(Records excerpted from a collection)

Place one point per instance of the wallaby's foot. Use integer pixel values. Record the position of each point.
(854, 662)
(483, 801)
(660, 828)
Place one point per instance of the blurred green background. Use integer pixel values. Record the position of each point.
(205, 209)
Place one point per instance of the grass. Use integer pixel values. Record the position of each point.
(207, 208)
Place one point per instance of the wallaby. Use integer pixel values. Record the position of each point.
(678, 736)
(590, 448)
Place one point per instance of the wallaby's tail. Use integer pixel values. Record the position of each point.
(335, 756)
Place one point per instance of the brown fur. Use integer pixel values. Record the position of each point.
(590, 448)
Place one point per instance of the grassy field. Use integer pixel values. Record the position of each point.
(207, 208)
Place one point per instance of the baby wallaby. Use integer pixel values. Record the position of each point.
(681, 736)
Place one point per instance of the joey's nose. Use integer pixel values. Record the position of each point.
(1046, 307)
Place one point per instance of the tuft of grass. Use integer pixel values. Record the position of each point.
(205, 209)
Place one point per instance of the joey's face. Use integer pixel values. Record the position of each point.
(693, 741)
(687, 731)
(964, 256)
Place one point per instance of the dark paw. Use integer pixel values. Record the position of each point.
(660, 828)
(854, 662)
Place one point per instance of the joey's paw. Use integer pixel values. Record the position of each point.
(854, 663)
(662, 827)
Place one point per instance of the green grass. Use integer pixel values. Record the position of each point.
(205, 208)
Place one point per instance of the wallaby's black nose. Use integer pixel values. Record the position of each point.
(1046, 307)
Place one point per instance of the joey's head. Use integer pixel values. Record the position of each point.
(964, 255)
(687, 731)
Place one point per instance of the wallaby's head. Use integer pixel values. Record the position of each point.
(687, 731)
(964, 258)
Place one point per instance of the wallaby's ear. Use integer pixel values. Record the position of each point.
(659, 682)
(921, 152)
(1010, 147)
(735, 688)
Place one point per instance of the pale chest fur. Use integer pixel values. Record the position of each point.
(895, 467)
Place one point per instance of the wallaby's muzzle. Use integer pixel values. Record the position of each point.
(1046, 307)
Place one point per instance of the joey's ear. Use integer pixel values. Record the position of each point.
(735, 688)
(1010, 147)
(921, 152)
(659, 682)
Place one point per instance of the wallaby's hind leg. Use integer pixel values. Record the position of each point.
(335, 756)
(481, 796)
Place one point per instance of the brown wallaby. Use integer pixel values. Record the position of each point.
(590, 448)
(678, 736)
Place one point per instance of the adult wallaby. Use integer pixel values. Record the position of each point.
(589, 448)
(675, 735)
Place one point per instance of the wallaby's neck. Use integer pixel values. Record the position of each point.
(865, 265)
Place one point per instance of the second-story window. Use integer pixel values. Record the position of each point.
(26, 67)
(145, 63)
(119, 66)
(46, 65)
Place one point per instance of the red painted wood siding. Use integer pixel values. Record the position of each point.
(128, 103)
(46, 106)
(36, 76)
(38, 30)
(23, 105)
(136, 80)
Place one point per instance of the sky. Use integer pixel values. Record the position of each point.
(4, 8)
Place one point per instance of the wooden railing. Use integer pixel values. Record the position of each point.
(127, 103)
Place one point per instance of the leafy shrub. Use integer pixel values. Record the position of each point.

- _SHORT EXERCISE_: Reproduce the complete set of lines precisely as supplied.

- _COMPLETED EXERCISE_:
Place one point per instance of the wallaby's foot. Use integer pixel values. Record the position of each point.
(854, 662)
(483, 801)
(660, 828)
Place one point per instance of the blurred green background. Use integer pixel values. Record the position of each point.
(205, 209)
Place one point per instance of the grass. Use integer pixel values. Record the position of each point.
(207, 208)
Place one point per instance of the wallaby. Use integer pixel values. Record the position of each point.
(678, 736)
(590, 448)
Place one point per instance of the wallaby's tail. Use integer pixel values. Record the position of each point.
(335, 756)
Place one point per instance of the brown fur. Use integer pixel values. Record the position of each point.
(590, 448)
Place one point per instance of the grassy field. Use integer pixel values. Record the position of each point.
(207, 208)
Place one point per instance of the baby wallaby. Use integer pixel values. Record the position of each point.
(681, 736)
Place one point per instance of the joey's nose. Use integer pixel values. Record the position of each point.
(1046, 307)
Place one point per instance of the tuft of grass. Use integer pixel values. Record the position of each point.
(205, 209)
Place one point per instance of the joey's face. Use integer pixel values. Record the position of each point.
(693, 741)
(687, 731)
(964, 256)
Place one point per instance of the dark paw. Use integer pixel values. Record the position of each point.
(660, 828)
(854, 662)
Place one point per instance of the joey's paw. Use integer pixel values. Record the position of each point.
(854, 663)
(662, 827)
Place one point per instance of the green grass. Use integer pixel values. Record the position of each point.
(205, 208)
Place one point per instance of the wallaby's black nose. Use integer pixel values. Record the position of each point.
(1046, 307)
Place one point per instance of the joey's head. Use integer pixel values. Record the position of each point.
(964, 255)
(687, 731)
Place one point per instance of the wallaby's head. Use integer pixel values. Record the position of each point.
(687, 731)
(964, 258)
Place one point per instance of the wallaby's ear. Use integer pixel values. Record the position of each point.
(659, 682)
(921, 152)
(1010, 147)
(735, 688)
Place one point per instance of the pale chest fur. Use integer pixel values. Record the position of each point.
(895, 467)
Place one point per instance of the wallaby's muzzle. Use integer pixel values. Record the position of each point.
(1046, 307)
Place one point per instance of the joey's ear. Use integer pixel values. Record the position of each point.
(735, 688)
(1010, 147)
(921, 152)
(659, 682)
Place one point per instance of the wallaby's hind leg. Use integer pixel values. Record the position of each point.
(335, 756)
(481, 796)
Place one point per instance of the brown wallaby. Use integer pixel values. Record the position of each point.
(590, 448)
(678, 736)
Place one point per instance of the adult wallaby. Use integer pixel values. Record the position of each point.
(589, 448)
(675, 735)
Place one point per instance of the wallaby's neck. Use integer pixel values. Record the position of each point.
(865, 265)
Place one point per instance of the second-story window. Use integer pixel values. Record the position of each point.
(26, 67)
(145, 63)
(119, 66)
(46, 65)
Place one point per instance of the red painted wood siding. Use integer pixel values. Record the position of each point.
(128, 103)
(46, 106)
(36, 76)
(38, 30)
(23, 105)
(136, 80)
Place one point per instance of the sky. Use integer pixel values. Record the position of each point.
(4, 8)
Place one point per instance of the wooden railing. Use integer pixel values. Record the position of each point.
(127, 103)
Place one point per instance of the leafy shrub. Use integer pixel values. Record the position of each point.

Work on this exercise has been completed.